** Problem description **
Please reproduce the records below word for word, leaving out the pictures.

Pointing records for named objects:

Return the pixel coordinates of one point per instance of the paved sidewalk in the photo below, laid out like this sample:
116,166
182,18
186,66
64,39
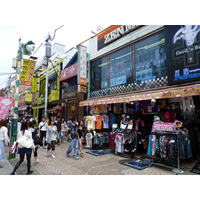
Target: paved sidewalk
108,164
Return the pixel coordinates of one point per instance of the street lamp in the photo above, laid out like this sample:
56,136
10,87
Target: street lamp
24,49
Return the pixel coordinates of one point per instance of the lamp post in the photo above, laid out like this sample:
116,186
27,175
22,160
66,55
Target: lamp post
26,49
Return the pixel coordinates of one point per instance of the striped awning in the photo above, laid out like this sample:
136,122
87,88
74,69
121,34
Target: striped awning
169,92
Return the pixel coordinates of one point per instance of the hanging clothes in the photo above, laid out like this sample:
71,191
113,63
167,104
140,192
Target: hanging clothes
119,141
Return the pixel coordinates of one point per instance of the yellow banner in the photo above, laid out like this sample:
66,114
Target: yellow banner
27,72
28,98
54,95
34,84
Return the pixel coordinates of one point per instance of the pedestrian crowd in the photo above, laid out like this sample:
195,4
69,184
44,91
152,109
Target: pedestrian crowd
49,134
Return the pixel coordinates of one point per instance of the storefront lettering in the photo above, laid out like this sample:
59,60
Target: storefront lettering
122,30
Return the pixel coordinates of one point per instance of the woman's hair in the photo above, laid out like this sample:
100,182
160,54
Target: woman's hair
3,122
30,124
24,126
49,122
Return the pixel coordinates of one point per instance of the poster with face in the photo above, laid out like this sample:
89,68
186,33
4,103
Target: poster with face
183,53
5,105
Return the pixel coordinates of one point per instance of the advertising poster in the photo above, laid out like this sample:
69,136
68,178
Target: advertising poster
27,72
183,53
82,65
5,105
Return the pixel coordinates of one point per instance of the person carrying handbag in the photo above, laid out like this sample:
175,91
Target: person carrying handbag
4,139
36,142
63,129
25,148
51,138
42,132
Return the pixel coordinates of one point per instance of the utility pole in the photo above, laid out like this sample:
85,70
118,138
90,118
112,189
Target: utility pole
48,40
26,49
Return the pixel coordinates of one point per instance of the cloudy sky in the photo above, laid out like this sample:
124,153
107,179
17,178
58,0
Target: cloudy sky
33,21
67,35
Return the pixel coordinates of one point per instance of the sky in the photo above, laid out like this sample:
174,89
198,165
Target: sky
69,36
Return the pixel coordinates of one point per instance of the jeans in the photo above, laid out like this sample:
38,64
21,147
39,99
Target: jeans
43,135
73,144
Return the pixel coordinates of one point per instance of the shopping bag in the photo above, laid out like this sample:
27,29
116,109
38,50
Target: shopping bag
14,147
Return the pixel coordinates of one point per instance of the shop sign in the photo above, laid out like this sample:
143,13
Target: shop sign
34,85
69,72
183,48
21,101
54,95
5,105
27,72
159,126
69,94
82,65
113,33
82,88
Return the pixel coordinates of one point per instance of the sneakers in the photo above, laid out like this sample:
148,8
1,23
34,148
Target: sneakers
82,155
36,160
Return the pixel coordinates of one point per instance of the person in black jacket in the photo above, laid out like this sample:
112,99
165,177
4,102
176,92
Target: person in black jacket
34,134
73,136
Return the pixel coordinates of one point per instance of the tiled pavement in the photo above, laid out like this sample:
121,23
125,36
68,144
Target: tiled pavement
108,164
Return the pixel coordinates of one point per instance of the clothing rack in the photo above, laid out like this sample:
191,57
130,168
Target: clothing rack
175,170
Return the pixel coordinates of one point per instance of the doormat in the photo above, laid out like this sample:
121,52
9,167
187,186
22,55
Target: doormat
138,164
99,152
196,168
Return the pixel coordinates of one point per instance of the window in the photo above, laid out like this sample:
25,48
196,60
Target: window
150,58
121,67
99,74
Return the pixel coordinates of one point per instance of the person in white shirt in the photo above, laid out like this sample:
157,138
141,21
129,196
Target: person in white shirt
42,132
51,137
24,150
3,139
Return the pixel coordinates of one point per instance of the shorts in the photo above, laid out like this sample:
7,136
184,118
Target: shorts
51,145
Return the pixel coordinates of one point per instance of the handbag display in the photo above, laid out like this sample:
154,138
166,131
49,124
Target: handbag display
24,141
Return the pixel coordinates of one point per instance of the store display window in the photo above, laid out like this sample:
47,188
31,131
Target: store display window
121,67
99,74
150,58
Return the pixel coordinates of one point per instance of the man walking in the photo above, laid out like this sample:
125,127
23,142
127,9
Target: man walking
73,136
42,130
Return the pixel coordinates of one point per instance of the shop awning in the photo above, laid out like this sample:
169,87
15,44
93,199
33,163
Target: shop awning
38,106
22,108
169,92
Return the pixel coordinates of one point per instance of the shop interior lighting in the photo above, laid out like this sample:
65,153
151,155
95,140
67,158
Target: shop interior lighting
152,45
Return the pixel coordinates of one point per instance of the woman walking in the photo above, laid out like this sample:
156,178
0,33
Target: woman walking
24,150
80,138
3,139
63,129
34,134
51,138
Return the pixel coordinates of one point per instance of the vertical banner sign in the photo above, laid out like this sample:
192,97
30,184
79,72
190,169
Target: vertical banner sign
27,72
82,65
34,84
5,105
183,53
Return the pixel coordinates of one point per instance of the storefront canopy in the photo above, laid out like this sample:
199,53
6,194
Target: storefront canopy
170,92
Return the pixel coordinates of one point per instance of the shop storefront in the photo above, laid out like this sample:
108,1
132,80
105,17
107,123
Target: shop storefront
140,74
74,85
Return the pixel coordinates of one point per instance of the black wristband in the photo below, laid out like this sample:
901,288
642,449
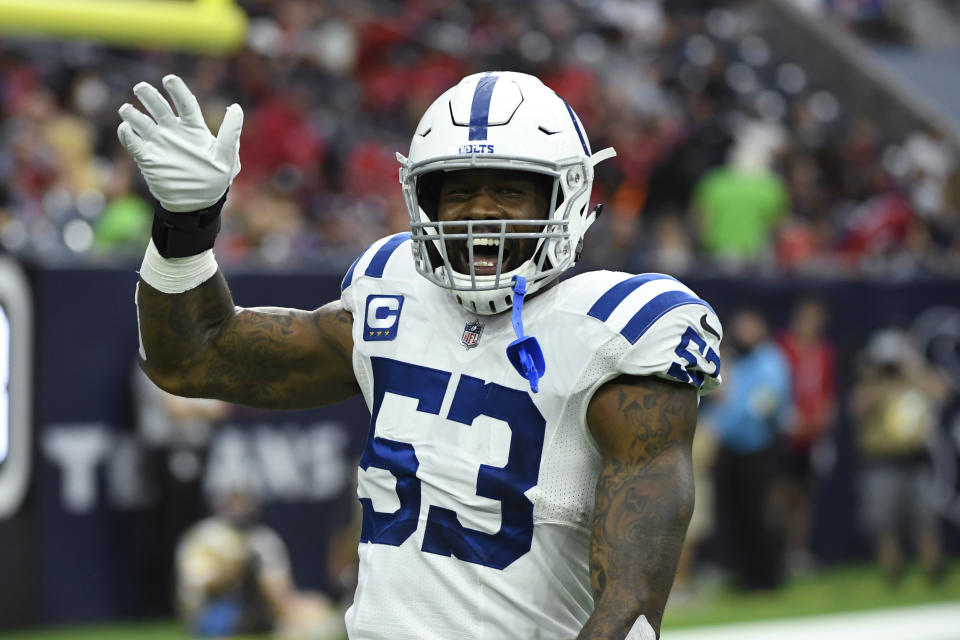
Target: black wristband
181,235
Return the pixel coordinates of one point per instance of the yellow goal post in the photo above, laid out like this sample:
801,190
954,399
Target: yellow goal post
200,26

** Answer to this problem **
Return the pixel coordinates of one point per instance of the paved sidewalk in the photo below, laid out like this sample:
116,166
182,18
186,66
64,39
Target: paved sidewalk
108,164
Return the pixel coordinates of one point per instance of the street lamp in the photo above, laid out like this sample:
56,136
10,87
Target: street lamp
24,49
Return the pixel coordinates of one point per instance of the lamp post in the photo above, laid out like this sample:
116,186
27,175
22,160
66,55
Target: lamp post
26,49
Return the pixel coordinates of one point per instance of the striped awning in the photo above, laid out like this sample:
136,122
87,88
74,69
121,34
Target: striped awning
169,92
Return the pixel coordinates of one point per instance of the hanging clothes in the photo above, laid out like this sample:
71,191
113,63
167,104
140,192
Target: hanging clothes
119,141
Return the pixel coordinates of one point per instance of the yellow banner in the photo above, laid out like this sample:
66,114
Target: yellow banner
27,72
28,98
54,95
34,84
Return the pixel coordinates of one point per instance of the pedestrian crowd in the photo above, laid out like this sample:
195,4
69,184
44,91
152,109
Target: pedestrian crowd
49,134
Return the pixel coordinates of one point per instance of the storefront lettering in the photo above, laid out like this sample:
59,60
Target: storefront lettering
122,30
Return the pixel coordinates of one point per instance of the woman's hair in the photo above, laid out like this sample:
100,182
160,54
Target: woman's hair
3,122
30,124
24,126
49,122
Return the pixel coordinates of one point per instance of the poster with face in the photo above, laid out like this sample:
89,68
186,33
4,103
Target: poster with face
183,53
5,105
Return the pixel coordinates of one point per instance of the advertising poster in the photo above, laid out like this sample:
69,136
68,178
Target: advertising poster
27,72
183,53
82,65
5,105
Return the pixel coordinates of one point per instance of the person carrying handbag in the photo above, laid out like this sample:
175,91
Target: person carrying handbag
4,139
36,142
63,129
25,148
51,138
42,132
Return the pixel coordinates of one point per instance of the utility pole in the photo above, laid out like this sample:
85,70
118,138
90,118
112,189
Target: utility pole
48,40
26,49
Return the pixel coordinates of one point per instance of the cloudy sky in the photo above, laid out like this sample:
124,153
107,179
17,178
58,0
Target: cloudy sky
33,21
67,35
Return the pixel coordinates of one point per instance of the sky in the photo above, laid out like this sample:
174,89
198,165
Target: sky
69,36
Return the pixel coordinates of one point per instance of the jeans in the photo above, laid out like this sample:
38,64
21,147
39,99
Target: jeans
43,135
73,144
Return the pixel coordinates of one point per instance of the shopping bag in the photo above, laid out like this sample:
27,29
116,109
38,50
Target: shopping bag
14,147
Return the pixel coordinates of one point per instance of the shop sign in the photo above, laid out like this sample:
143,13
Target: shop sign
34,85
69,72
183,48
21,101
54,95
5,105
27,72
159,126
69,94
82,65
113,33
82,88
Return the pixel coordinates of one point per instance of the sneakers in the photo above, laid out like this sample:
148,8
1,23
34,148
Target: sneakers
82,155
36,160
Return the pixel coordinates of one point per instance of the person in black jacket in the photo above, laid out like this sample:
112,99
165,177
4,102
176,92
Target: person in black jacket
34,134
73,136
Return the pixel coordinates of one point per instance of the tiled pavement in the photo above, laid out like this sample:
121,23
125,36
68,144
Target: tiled pavement
108,164
Return the pixel coordinates of one point per instance of the clothing rack in the photo above, laid out like this sample:
191,57
130,168
Target: clothing rack
175,170
Return the pixel coordinates of one point per instance of the doormat in the photo above, laid out like this sample:
121,52
9,167
187,186
22,55
Target: doormat
138,164
99,152
196,168
Return the pixel coordinates of one point per instance of the window in the photo above, laid out like this sample:
25,48
196,60
Target: window
150,58
121,67
99,74
Return the pixel coordinates of one point per instance of the person in white shirt in the photo above, laid out like this sample:
157,138
141,21
129,196
Target: person in white shirt
42,132
51,137
24,150
3,139
Return the pixel coordinates of one point per instance of the shorts in the photo above, laid out like this sample:
7,136
184,118
Target: shorts
51,145
Return the pixel coordinates of one point per instance of the handbag display in the photo above, laid out like this sample:
154,138
166,131
49,124
Target: handbag display
24,141
Return the pixel coordinates of one point per instance of the store display window in the photo above, laid out like this sample:
47,188
31,131
Target: store display window
121,67
99,74
150,58
Return the pixel coordinates of one point per instance of the man walking in the photo above, laid out like this sample:
125,127
23,142
127,9
Target: man walking
73,136
42,130
Return the pixel coordinates of one point per instance of the shop awning in the photo above, laid out like this sample:
169,87
15,44
93,199
33,163
Target: shop awning
38,106
22,108
169,92
Return the pixel coordinates of one point per instance of the shop interior lighting in the photo above, laid out like this sample:
65,153
151,155
95,140
67,158
Target: shop interior lighting
152,45
Return the pixel coordinates of one point per instance of the woman walking in the photo above, laid out like this sample:
156,178
0,33
Target: woman walking
24,150
80,138
3,139
63,129
34,134
51,138
Return the pixel coordinates of one point per instance of the vertical banner sign in the photo above, laid out like this sample:
192,97
30,184
79,72
190,169
Target: vertical banner sign
27,72
82,65
34,84
5,105
183,53
Return the pixel coordinates of one point per instance of the storefront canopy in the photo above, laid out like this sample:
199,53
6,194
Target: storefront canopy
170,92
Return the pixel coordinates of one point per instance of the shop storefront in the photo above, laid out like this sample:
108,1
132,80
105,17
107,123
Target: shop storefront
140,74
74,85
Return the pixel coordinates of one point per instance of the black wristband in the photo below, laid out like this sample:
901,288
642,449
Target: black wristband
181,235
Return the pixel coordinates of one point per instance of the yellow goal post in the photo above, laid out like this sample:
801,190
954,399
Target: yellow goal post
200,26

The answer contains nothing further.